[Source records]
━━━━━━━━━━━━━━━━

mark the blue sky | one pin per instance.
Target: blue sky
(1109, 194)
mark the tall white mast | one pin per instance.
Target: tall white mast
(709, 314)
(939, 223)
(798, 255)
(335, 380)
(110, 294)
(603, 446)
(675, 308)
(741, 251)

━━━━━━━━━━━━━━━━

• _TASK DIRECTIONS_: Please give the number of lines in the data above that contain the word "mark", with nothing else.

• _ANSWER TO THIS PROBLEM_: 2